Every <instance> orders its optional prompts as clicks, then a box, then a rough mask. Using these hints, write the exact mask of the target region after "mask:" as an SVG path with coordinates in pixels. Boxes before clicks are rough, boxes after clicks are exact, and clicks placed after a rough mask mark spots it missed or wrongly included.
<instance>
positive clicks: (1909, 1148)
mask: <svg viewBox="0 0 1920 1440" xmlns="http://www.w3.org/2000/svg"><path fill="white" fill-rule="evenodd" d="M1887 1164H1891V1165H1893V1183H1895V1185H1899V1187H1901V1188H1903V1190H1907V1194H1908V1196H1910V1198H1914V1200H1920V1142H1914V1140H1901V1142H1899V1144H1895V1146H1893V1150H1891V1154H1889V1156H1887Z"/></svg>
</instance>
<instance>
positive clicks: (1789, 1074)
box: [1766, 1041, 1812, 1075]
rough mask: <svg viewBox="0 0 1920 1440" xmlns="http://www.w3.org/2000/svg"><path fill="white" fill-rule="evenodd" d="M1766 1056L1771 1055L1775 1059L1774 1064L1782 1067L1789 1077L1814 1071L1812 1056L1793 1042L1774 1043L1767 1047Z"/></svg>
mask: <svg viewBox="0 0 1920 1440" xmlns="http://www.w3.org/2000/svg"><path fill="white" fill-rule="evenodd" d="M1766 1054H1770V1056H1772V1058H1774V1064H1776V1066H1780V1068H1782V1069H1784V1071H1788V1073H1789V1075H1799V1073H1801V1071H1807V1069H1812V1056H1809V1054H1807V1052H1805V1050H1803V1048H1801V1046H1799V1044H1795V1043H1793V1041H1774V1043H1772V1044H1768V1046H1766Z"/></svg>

• [TASK] The entries above are to be copied word for word.

• [WRITTEN SOLUTION]
Every <instance> orders its optional prompts as clicks, then a box, then a rough mask. Using these hints, write the exact mask of the target region after "mask:" as an SVG path with coordinates in pixels. Boxes before clicks are rough, boxes after clicks are exact, and clicks placed after a rough mask mark spots it missed or wrongly included.
<instance>
positive clicks: (1909, 1148)
mask: <svg viewBox="0 0 1920 1440" xmlns="http://www.w3.org/2000/svg"><path fill="white" fill-rule="evenodd" d="M1887 1164H1891V1165H1893V1183H1895V1185H1899V1187H1901V1188H1903V1190H1907V1194H1908V1196H1910V1198H1914V1200H1920V1142H1914V1140H1901V1142H1899V1144H1895V1146H1893V1150H1891V1154H1889V1156H1887Z"/></svg>
</instance>
<instance>
positive clicks: (1789, 1074)
box: [1766, 1041, 1812, 1075]
rough mask: <svg viewBox="0 0 1920 1440" xmlns="http://www.w3.org/2000/svg"><path fill="white" fill-rule="evenodd" d="M1766 1056L1771 1055L1775 1059L1774 1064L1782 1067L1789 1077L1814 1071L1812 1056L1793 1042L1774 1043L1767 1047Z"/></svg>
mask: <svg viewBox="0 0 1920 1440" xmlns="http://www.w3.org/2000/svg"><path fill="white" fill-rule="evenodd" d="M1766 1054H1770V1056H1772V1058H1774V1064H1776V1066H1780V1068H1782V1069H1784V1071H1788V1073H1789V1075H1799V1073H1801V1071H1807V1069H1812V1056H1809V1054H1807V1052H1805V1050H1803V1048H1801V1046H1799V1044H1795V1043H1793V1041H1774V1043H1772V1044H1768V1046H1766Z"/></svg>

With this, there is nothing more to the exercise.